INSTRUCTIONS FOR THE TASK » Only one stretch of the records below is wanted: the lines from the one holding "Could you please mark the tree" through the one holding "Could you please mark the green". Return it exactly, both ends included.

RECORDS SUPPLIED »
_ _ _ _
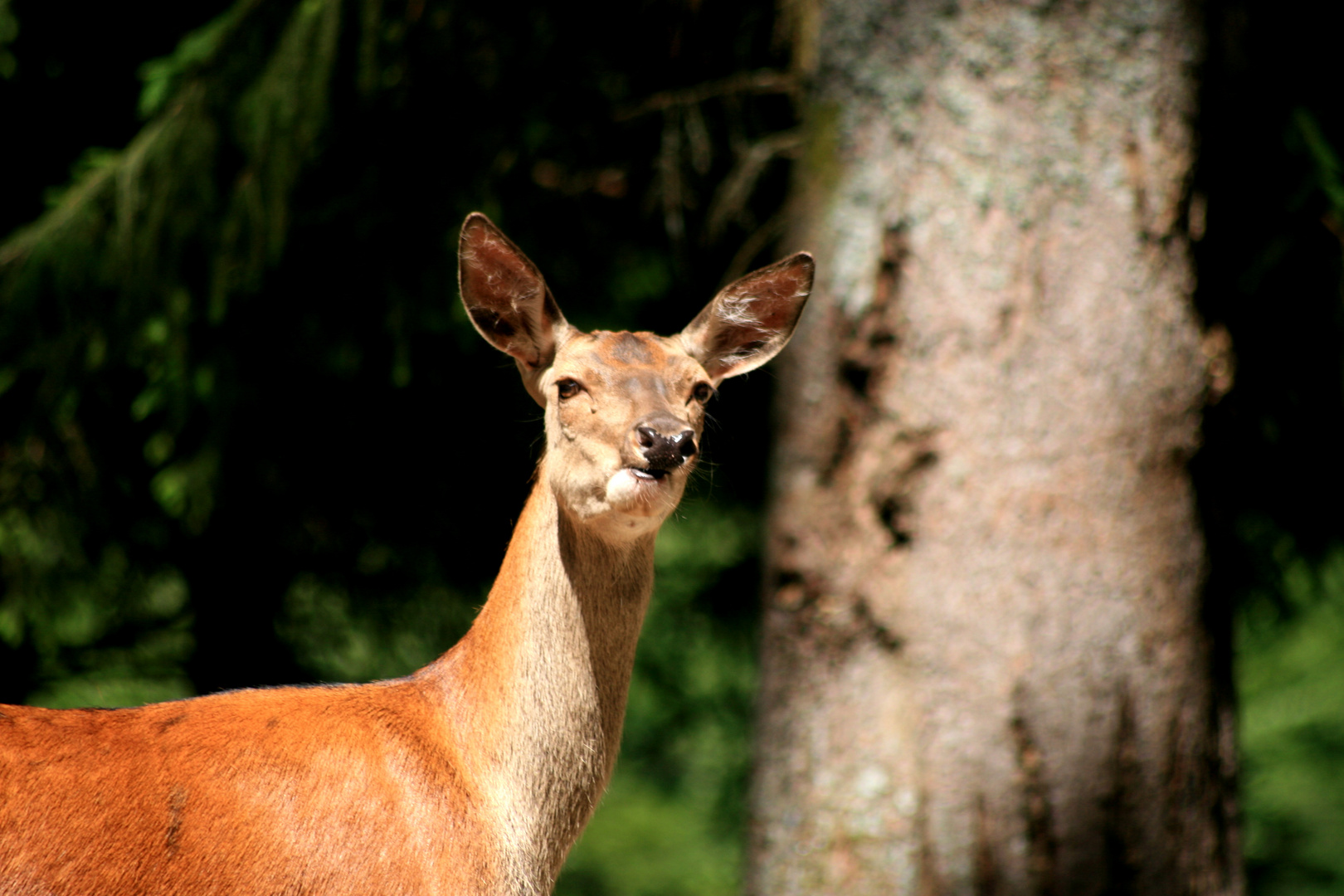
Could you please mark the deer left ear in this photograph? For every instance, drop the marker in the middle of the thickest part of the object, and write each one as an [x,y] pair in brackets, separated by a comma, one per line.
_ _ _ _
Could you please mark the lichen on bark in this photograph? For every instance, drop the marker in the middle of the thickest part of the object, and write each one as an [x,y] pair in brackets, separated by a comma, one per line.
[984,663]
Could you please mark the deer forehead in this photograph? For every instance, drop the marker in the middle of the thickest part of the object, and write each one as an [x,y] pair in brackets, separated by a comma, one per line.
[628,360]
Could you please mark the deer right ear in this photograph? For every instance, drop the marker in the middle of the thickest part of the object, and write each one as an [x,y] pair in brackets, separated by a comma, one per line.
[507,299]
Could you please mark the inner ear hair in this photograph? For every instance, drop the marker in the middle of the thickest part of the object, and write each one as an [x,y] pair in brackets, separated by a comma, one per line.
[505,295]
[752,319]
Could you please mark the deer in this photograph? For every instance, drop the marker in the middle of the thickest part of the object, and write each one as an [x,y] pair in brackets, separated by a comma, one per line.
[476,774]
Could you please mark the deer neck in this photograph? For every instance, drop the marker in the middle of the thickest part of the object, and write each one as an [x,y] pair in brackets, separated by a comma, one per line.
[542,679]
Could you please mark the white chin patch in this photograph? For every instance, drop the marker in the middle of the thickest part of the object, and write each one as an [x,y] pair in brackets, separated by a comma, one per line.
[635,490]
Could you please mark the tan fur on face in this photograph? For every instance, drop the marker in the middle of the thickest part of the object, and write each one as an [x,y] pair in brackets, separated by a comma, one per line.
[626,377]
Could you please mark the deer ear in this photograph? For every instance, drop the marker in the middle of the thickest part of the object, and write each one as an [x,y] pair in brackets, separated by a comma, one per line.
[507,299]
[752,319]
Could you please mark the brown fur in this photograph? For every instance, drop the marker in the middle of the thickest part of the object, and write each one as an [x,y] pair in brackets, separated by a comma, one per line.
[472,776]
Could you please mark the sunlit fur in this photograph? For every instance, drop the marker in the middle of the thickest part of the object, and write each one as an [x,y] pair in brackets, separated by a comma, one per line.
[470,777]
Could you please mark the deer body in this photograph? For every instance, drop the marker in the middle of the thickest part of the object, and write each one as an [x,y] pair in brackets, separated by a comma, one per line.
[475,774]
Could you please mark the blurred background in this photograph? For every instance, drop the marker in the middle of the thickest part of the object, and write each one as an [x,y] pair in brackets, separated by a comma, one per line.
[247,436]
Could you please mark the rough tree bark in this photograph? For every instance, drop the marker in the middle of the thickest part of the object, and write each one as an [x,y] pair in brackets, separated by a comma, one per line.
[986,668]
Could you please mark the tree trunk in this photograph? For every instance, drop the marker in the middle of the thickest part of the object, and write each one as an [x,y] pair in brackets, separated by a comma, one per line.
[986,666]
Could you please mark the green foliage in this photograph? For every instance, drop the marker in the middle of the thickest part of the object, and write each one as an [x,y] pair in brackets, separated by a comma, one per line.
_ _ _ _
EXERCISE ANSWER »
Could you please mark the tree trunk in this photograph? For every instance, drop the marker in the middle of the thickest part of the object, and write each one as an [x,y] pair in brackets, separated by a comma, one per line.
[986,666]
Could you please mark the green foliage in this photograph? For every instance, drop the marker in the middle of the thickest part of the object, and write each one as an [x,y] pair in brackets, separated by a comma, one per line.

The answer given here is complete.